▸ **PROMPT 1**: In the book review below, which year does Greta say she longs to escape?
▸ **PROMPT 2**: Can you rewrite the paragraph of the book review below that begins "Waking up one day" as a short bulleted list, keeping its main facts?
▸ **PROMPT 3**:
Do these statements agree with the book review below? Answer yes or no for each, and quote the words of the review that decide it.
(a) In October 1918, Felix is alive.
(b) In the 1941 period, Greta lives outside New York City.
(c) The novel is Greer's third.

▸ **TEXT FOR ANALYSIS**:

Review: The Impossible Lives of Greta Wells

In Andrew Sean Greer's contemplative, reflective fourth novel, The Impossible Lives of Greta Wells, our narrator, Greta, a young woman in her 30s, tells us early on that she longs to live "in any time but this one"--1985. Her gay brother, Felix, whom she loves deeply, has died of AIDS; Nathan, her boyfriend of 10 years, has left her for another woman. Distraught and depressed, she turns to Dr. Cerletti for electroconvulsive therapy treatments. And then, like Dorothy clicking her magic shoes, Greta intones, "I wish it not to have happened.... Any time but this one," and she's gone.

It's October 1918. Felix, still gay and deeply closeted, is alive; she's married to Nathan, but he's at war. This world is kinder, gentler, more comfortable--idyllic, even. She loves it here and thinks: "The impossible happens once to each of us." Yet, just as in The Confessions of Max Tivoli, in which Greer gave Max a chance to woo his love in three different time periods, here, too, he gives Greta more than one chance at the impossible.

Waking up one day, she discovers that she has moved on to November 1941. She's married to Nathan and they have a son. Felix is alive, too. In each period, Greta is always in New York City, at her home in Patchin Place, fully aware of being there, from the future, and accepting each of these worlds, adjusting to "the strange sensation of a body not my own." She tells Felix, "I'm not who you think I am." He responds, "Me neither, baby." In these words, she says, "I heard my dead brother at last."

The traveling continues, back and forth, with Greta constantly learning from each visit, trying to make the right choices and the right decisions each "time." Will she ever get it "right?" Although Greer's use of time-traveling doesn't dwell on the scientific complexities and nuances we've read about in other novels, this lovely, enchanting novel's focus is really on relationships, family, friends and the liabilities of love and loss--the timeless, immutable, wonderful plight of our human condition. --Tom Lavoie

Shelf Talker: Greer's fourth novel asks the question: Knowing what we know now, if we could live in another time and place, would we truly love and live differently?

▸ **EXTRACTED INFORMATION**:
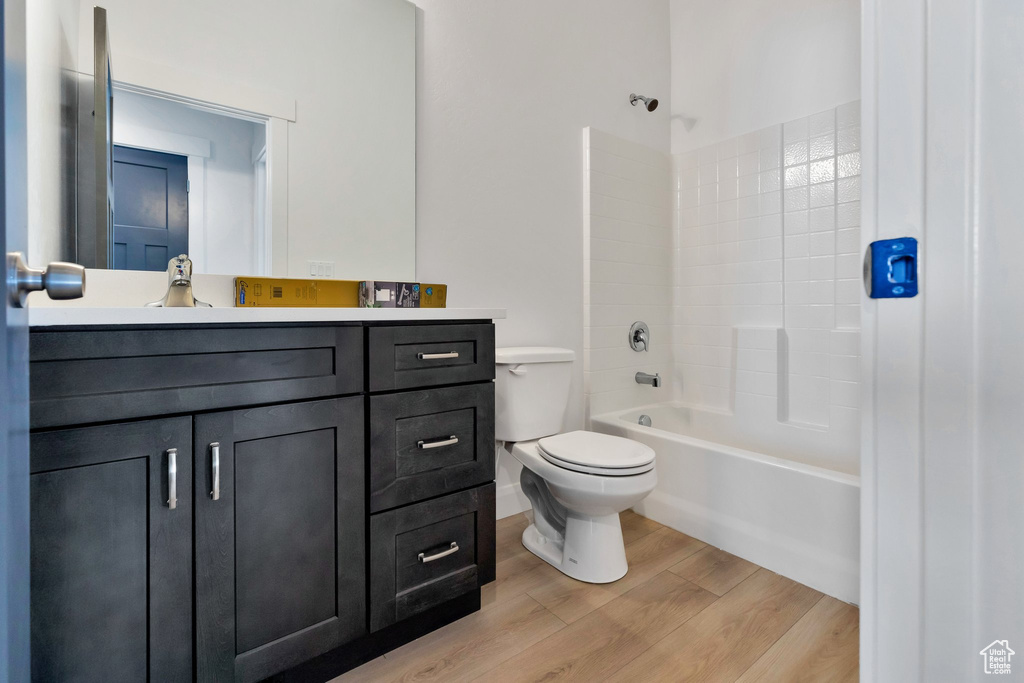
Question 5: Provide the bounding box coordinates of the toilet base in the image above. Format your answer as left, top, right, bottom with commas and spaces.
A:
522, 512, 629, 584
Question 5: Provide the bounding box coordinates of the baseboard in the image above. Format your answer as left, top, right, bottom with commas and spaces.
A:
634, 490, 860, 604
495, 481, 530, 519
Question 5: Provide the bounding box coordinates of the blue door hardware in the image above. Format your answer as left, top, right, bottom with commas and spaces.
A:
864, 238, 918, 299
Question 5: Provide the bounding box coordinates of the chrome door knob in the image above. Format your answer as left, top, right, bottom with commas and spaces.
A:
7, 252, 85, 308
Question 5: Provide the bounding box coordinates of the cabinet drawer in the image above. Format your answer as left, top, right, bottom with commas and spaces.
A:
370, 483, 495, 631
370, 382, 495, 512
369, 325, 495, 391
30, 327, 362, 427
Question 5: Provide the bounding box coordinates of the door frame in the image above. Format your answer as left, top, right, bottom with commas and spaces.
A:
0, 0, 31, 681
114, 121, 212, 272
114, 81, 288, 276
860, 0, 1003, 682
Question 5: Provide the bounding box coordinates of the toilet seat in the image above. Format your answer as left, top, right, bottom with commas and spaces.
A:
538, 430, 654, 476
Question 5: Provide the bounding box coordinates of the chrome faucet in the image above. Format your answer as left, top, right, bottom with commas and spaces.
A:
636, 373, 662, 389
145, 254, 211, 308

...

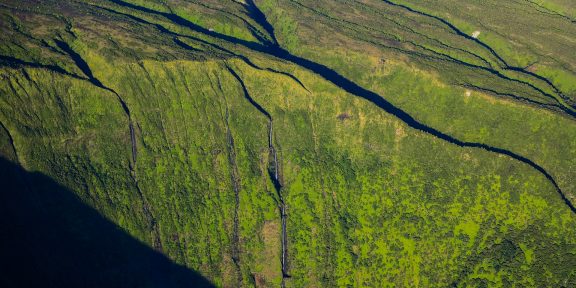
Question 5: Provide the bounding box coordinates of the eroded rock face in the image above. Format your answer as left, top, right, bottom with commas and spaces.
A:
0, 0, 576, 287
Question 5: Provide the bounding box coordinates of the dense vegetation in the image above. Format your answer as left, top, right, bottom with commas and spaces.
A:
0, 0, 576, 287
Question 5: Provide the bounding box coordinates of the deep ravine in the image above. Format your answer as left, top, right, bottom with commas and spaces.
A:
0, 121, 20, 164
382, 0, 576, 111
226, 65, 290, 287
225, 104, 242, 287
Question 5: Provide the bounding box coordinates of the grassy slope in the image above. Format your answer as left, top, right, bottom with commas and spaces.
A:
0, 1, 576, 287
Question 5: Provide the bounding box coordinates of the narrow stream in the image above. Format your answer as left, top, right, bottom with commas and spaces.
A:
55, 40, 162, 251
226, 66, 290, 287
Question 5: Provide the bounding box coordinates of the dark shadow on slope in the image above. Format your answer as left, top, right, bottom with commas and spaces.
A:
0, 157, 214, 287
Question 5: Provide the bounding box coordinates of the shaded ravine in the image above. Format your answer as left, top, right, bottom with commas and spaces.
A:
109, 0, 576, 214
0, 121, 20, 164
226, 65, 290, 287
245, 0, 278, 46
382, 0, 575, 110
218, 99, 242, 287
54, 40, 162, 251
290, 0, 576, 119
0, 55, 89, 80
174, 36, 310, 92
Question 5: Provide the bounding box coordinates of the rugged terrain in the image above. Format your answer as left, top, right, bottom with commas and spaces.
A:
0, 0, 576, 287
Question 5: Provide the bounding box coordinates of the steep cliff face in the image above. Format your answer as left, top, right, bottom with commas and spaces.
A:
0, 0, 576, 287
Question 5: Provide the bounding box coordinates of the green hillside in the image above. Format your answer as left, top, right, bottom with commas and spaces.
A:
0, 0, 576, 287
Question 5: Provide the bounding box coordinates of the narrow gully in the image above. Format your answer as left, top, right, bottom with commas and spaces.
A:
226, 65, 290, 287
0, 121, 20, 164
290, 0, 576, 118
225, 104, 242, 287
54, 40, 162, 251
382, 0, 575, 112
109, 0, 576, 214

==

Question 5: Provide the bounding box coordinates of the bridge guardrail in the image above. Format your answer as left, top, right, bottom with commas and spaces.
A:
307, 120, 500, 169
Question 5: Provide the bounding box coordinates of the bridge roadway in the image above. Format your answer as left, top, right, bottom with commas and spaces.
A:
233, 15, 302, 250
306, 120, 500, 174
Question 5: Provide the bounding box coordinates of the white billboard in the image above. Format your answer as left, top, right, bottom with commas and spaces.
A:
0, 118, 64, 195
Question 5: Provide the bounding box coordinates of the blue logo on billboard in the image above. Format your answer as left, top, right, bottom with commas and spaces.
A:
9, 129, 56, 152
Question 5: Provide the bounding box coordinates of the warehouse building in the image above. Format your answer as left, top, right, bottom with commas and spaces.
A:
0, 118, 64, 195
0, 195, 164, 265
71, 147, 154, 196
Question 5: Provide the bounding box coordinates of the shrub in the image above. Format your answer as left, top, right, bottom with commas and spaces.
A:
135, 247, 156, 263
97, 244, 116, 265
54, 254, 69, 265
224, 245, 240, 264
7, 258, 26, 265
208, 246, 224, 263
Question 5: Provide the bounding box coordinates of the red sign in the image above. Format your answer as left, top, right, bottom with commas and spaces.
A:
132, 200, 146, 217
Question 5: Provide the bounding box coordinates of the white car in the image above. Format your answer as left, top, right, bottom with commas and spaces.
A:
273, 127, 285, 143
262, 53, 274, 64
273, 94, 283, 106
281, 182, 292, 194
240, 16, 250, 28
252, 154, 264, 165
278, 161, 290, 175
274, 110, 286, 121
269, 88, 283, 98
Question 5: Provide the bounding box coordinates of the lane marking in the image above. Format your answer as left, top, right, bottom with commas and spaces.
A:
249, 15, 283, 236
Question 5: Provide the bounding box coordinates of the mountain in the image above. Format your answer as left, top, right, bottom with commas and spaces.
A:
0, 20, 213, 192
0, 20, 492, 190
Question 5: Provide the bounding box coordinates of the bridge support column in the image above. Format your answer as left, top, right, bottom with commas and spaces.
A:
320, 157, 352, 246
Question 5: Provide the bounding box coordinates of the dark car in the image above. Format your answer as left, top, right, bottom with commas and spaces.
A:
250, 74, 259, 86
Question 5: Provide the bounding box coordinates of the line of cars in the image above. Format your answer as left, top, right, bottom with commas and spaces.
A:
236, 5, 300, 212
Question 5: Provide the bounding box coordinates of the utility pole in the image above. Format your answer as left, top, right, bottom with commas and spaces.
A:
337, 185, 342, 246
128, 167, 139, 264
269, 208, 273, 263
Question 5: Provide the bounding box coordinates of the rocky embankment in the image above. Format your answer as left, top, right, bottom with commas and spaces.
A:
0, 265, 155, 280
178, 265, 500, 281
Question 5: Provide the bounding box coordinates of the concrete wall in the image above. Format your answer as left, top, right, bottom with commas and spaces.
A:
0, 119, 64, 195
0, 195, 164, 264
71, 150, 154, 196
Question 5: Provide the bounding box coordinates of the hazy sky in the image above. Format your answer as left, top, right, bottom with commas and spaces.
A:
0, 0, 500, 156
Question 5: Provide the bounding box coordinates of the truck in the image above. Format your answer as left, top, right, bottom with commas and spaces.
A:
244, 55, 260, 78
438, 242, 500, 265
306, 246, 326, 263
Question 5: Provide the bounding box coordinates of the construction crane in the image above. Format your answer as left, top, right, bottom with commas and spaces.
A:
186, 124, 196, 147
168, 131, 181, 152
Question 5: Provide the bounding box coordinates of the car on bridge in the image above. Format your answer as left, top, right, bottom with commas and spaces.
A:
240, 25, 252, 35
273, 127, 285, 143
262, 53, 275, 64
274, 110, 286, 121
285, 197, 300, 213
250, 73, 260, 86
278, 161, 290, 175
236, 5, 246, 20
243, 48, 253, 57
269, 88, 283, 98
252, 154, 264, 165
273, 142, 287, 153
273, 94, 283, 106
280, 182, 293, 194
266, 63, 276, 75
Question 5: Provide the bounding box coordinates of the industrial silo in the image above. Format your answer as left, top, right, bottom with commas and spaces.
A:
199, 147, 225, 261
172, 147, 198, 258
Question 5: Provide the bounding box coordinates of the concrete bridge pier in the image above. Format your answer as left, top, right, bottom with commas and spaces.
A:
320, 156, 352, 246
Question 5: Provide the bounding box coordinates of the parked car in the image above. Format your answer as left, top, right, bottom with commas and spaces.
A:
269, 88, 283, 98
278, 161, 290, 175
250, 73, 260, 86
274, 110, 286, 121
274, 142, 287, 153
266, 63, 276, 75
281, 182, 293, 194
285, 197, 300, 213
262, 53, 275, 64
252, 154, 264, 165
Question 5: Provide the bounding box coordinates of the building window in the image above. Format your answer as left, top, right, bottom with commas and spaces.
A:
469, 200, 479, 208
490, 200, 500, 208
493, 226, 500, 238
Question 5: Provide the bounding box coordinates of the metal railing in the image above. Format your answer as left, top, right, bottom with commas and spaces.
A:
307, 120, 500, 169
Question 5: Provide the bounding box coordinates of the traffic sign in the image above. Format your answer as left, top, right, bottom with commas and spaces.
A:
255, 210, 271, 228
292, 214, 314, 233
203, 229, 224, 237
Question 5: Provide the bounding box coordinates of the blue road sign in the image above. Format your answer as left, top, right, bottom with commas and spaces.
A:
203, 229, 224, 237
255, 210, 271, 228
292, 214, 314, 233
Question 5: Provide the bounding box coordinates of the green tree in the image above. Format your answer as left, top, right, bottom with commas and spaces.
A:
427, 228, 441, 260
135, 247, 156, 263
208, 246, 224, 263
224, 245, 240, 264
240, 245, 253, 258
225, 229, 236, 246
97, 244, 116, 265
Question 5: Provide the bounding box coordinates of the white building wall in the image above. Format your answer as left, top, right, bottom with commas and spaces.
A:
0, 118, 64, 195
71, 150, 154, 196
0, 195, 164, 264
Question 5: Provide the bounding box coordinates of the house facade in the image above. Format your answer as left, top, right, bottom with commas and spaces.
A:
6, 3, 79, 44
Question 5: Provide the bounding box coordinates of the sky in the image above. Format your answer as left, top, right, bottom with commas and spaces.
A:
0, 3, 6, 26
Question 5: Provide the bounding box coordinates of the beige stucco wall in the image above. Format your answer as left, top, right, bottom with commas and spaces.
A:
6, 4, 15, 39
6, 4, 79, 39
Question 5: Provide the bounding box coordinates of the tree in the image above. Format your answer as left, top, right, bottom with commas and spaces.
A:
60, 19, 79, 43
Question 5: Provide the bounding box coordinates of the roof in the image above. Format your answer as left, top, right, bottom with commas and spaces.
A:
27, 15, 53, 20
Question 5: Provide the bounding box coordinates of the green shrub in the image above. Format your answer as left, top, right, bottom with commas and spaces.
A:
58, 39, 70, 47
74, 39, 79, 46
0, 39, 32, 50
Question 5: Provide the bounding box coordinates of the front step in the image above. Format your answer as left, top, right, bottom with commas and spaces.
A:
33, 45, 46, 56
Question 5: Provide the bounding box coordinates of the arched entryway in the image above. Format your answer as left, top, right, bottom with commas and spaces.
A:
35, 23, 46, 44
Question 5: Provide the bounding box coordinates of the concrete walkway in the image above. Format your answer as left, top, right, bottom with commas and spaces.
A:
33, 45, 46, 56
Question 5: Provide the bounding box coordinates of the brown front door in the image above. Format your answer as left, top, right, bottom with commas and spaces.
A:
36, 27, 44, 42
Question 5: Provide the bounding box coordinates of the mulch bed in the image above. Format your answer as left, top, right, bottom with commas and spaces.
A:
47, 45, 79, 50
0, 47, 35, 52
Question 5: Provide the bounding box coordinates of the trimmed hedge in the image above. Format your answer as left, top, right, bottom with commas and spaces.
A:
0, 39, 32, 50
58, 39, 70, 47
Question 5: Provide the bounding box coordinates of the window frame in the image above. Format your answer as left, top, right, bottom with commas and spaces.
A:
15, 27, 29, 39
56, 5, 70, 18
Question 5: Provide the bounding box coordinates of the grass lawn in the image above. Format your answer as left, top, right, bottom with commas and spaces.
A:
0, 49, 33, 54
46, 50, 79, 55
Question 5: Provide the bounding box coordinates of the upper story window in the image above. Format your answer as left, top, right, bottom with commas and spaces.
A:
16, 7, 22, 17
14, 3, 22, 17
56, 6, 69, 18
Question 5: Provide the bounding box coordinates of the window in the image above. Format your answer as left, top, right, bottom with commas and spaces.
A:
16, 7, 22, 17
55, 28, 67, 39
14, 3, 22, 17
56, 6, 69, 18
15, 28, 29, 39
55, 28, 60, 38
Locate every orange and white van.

▸ **EXPECTED OUTPUT 1**: 1985

▸ **EXPECTED OUTPUT 2**:
- Greta wakes up to find she has moved on to November 1941.
- She is married to Nathan, they have a son, and Felix is alive.
- In every period she is at her home in Patchin Place in New York City, aware that she comes from the future, and she accepts each world.
- She tells Felix she is not who he thinks she is, and he answers, "Me neither, baby." She says she finally heard her dead brother in those words.

▸ **EXPECTED OUTPUT 3**:
(a) Yes: "Felix, still gay and deeply closeted, is alive"
(b) No: "In each period, Greta is always in New York City, at her home in Patchin Place"
(c) No: "Andrew Sean Greer's contemplative, reflective fourth novel"